> [EXERCISE OBJECTIVE]
Reproduce exactly the lines beginning with the line that contains "Point out the dry" and ending at the final line of the material below.

[Dataset excerpt]
┄┄┄┄┄┄┄┄┄┄┄┄┄┄┄┄┄┄┄┄
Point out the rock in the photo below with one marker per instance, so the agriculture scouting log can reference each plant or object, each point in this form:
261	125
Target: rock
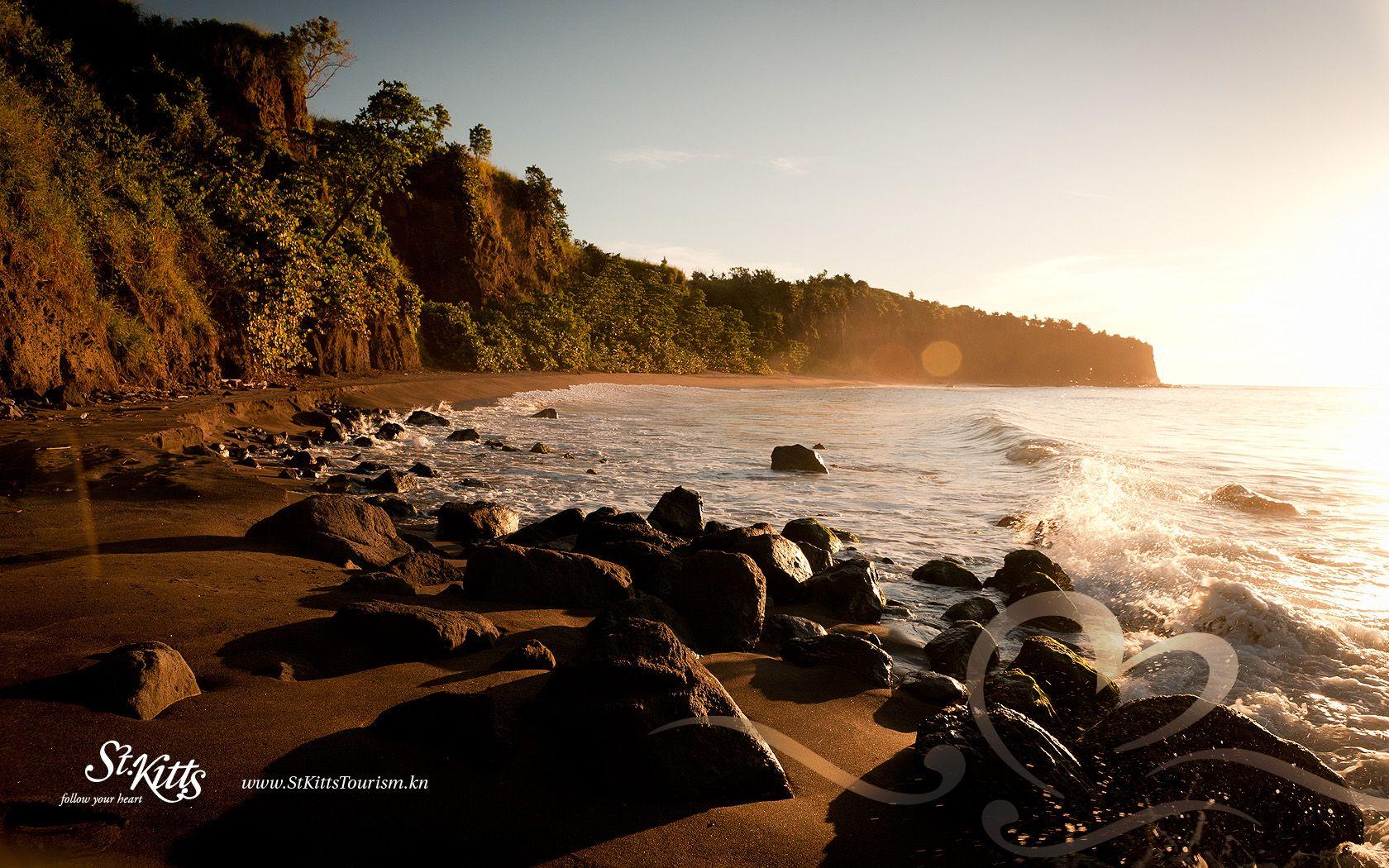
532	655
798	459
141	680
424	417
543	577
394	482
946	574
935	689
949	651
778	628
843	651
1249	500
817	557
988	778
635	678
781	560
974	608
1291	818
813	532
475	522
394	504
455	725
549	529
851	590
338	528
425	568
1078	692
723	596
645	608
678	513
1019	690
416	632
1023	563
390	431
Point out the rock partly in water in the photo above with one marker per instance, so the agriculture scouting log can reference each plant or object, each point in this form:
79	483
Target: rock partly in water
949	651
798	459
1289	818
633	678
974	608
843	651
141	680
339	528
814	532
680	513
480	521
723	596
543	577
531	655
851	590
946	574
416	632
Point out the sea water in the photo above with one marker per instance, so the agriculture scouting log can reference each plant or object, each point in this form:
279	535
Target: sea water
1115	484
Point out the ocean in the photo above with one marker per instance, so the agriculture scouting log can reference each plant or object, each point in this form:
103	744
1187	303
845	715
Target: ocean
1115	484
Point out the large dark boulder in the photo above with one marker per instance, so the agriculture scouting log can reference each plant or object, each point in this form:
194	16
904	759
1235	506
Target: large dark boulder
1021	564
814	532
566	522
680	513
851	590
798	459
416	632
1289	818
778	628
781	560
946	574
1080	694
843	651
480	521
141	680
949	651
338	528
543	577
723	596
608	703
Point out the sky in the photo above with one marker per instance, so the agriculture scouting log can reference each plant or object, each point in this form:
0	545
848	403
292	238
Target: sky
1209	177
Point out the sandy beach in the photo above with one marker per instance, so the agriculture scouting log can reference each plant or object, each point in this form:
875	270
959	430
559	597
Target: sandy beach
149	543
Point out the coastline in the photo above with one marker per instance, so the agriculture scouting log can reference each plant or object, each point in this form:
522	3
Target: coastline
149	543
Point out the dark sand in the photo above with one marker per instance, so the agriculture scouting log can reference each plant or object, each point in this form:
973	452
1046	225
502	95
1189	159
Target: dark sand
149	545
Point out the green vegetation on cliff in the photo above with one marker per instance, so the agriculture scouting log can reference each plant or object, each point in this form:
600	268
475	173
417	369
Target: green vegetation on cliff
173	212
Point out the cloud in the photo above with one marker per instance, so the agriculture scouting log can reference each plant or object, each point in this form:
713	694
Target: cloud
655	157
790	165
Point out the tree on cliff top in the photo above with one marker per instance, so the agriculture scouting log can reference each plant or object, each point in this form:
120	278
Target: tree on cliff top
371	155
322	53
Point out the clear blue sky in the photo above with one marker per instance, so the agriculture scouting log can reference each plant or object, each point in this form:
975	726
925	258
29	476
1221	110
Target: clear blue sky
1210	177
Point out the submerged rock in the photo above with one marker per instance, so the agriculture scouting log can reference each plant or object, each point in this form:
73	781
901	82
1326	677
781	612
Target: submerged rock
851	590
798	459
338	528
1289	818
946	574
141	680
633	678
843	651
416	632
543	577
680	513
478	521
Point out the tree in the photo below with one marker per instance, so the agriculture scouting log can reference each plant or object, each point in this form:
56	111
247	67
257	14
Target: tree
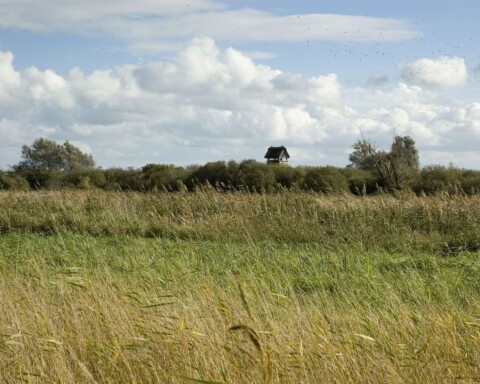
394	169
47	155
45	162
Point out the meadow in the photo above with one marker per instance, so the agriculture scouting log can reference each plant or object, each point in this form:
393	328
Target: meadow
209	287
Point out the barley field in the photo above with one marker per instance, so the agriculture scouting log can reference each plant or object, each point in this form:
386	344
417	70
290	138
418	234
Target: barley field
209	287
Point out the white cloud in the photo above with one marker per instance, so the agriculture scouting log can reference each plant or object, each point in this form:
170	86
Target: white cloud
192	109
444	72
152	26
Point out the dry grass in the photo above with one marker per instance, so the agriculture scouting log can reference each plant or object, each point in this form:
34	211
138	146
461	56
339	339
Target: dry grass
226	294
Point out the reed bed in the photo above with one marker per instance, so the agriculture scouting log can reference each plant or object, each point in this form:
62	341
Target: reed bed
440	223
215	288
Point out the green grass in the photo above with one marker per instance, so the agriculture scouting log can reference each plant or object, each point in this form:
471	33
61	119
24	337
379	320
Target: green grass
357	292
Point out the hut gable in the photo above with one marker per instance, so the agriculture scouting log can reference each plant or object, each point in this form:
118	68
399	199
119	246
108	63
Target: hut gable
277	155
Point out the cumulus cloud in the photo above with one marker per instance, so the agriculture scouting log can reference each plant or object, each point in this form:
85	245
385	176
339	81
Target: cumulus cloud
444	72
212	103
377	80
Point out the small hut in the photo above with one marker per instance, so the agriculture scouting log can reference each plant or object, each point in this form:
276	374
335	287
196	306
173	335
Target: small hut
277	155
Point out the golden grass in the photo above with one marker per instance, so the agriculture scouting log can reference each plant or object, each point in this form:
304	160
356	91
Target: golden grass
┄┄┄┄┄┄┄┄┄┄┄┄┄┄┄┄┄┄┄┄
> [WRITTEN ANSWER]
Point out the dry grass in the photo above with one marker per instance, so the agriculture scouting log can reference each plant or object, each point in this form:
34	211
138	146
461	56
339	339
Target: dry grass
226	294
Point out the reed bed in the photo above with one marker per instance, so the agriculture scouting log can reference each plant or object, each point in this form:
62	341
Target: reed bed
440	223
215	288
Point out the green grass in the photo above with one marker per instance, so the agriculture scouting log can reference each plant or object, each point in this form:
471	33
61	119
24	337
379	320
Target: green grass
357	292
Point out the hut gable in the photo above with one marker per instance, so the agriculture scouting log can reference each plant or object, each point in this form:
118	68
399	199
119	246
108	63
Target: hut gable
277	155
Point out the cumulus cloud in the photo above with one marker per instance, so the agriculture scouting log can reference each plant or object, each point in this form:
85	245
385	176
339	81
Target: cumulus cloud
444	72
212	103
377	80
Point out the small hut in the photo above with one marker per instance, so the agriculture scouting log can reference each plant or object, each point in this form:
276	374
335	287
196	306
173	335
Target: small hut
277	155
Point out the golden grass in the photo above with one marker per instance, so the agriculture scouting log can reference each plant or object, each point in this form:
304	160
356	91
Target: golden grass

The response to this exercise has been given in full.